» Aim of the exercise: The answer should contain every record below, output exactly.

» Available data:

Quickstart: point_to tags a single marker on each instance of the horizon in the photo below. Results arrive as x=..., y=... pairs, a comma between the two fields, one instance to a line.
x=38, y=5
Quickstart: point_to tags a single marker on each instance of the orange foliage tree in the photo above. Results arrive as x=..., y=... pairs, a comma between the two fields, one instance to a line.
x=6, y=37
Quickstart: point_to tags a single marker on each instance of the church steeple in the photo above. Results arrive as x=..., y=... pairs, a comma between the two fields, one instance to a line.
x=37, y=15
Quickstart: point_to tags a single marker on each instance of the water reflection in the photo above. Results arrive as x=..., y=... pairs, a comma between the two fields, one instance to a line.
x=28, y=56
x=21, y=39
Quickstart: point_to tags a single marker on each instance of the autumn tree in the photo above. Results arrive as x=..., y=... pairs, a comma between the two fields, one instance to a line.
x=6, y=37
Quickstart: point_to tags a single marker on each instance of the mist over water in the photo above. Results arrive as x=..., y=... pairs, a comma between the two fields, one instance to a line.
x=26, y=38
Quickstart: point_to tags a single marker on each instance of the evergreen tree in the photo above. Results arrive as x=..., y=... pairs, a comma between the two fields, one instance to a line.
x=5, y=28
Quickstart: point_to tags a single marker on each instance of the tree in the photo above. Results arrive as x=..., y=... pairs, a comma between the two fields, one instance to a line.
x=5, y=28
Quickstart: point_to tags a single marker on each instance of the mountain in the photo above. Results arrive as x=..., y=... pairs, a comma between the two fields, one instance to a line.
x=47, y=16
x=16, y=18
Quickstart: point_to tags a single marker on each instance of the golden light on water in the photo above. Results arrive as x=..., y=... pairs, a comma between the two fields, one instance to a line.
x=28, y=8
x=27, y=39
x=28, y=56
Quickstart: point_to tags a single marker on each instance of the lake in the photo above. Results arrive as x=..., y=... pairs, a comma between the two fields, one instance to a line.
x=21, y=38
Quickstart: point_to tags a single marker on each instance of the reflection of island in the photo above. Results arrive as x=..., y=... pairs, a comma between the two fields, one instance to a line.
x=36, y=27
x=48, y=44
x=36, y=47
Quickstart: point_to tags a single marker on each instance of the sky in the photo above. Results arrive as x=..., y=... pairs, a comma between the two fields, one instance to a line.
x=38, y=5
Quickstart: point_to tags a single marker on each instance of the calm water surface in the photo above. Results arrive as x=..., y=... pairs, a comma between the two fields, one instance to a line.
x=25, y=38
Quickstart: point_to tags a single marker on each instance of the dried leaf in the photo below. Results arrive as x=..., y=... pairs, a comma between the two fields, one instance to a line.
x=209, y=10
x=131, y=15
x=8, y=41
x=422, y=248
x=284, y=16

» Answer box:
Quickstart: point_to tags a single marker on each instance of the horizon in the photo below. Results arrive as x=..., y=... pairs, a comma between the two fields, one instance to a line.
x=38, y=5
Quickstart: point_to tags a single marker on each instance of the orange foliage tree in the photo above. Results arrive as x=..., y=... pairs, a comma between the two fields, one instance to a line.
x=6, y=37
Quickstart: point_to tags a single marker on each instance of the church steeple in the photo above. Results arrive as x=..., y=... pairs, a comma between the two fields, one instance to a line.
x=37, y=15
Quickstart: point_to tags a single marker on each instance of the water reflection in the photo above. Results arrive as x=..., y=... pairs, a comma between the two fields, one instance to a line.
x=28, y=56
x=21, y=39
Quickstart: point_to tags a single marker on each instance of the autumn tree in the photo above. Results arrive as x=..., y=... pairs, a comma between the two fields, one instance to a line.
x=6, y=37
Quickstart: point_to tags a single marker on each instance of the mist over water in the photo above. Results arrive as x=..., y=... pairs, a comma between the two fields, one instance to a line.
x=26, y=38
Quickstart: point_to tags a single marker on each instance of the evergreen tree in the photo above. Results arrive as x=..., y=... pairs, a comma between the two fields, one instance to a line.
x=5, y=28
Quickstart: point_to tags a single marker on each instance of the tree in the photo above. Results arrive as x=..., y=... pairs, a comma between the two fields, one instance to a line.
x=5, y=28
Quickstart: point_to tags a single marker on each instance of the mountain in the photo above. Results arrive as x=..., y=... pairs, a comma between the two fields, one instance to a line.
x=47, y=16
x=16, y=18
Quickstart: point_to tags a single marker on each instance of the golden light on water in the photo above. Results arrive as x=..., y=... pairs, a comma between the two fields, one instance to a line.
x=28, y=8
x=27, y=39
x=28, y=56
Quickstart: point_to tags a single marker on each instance of the lake in the photo above. Results arrive as x=..., y=... pairs, a comma between the two fields, one instance to a line.
x=21, y=38
Quickstart: point_to tags a single marker on each instance of the reflection of island in the photo above. Results arrive as x=..., y=... pairs, a comma between the two fields, one instance to a line.
x=36, y=27
x=48, y=44
x=36, y=47
Quickstart: point_to tags a single marker on each instance of the sky in the photo above. Results arrive as x=..., y=... pairs, a comma between the two fields, one instance to a line.
x=38, y=5
Quickstart: point_to tags a single marker on each instance of the calm water surface in the photo above. Results arrive as x=..., y=... pairs, a comma between the two fields, one instance to a line.
x=25, y=38
Quickstart: point_to tags a single marker on each instance of the dried leaf in the photo below. Results arrive as x=..., y=... pairs, a comma between the two fields, one instance to a line.
x=209, y=10
x=131, y=15
x=8, y=41
x=422, y=248
x=284, y=16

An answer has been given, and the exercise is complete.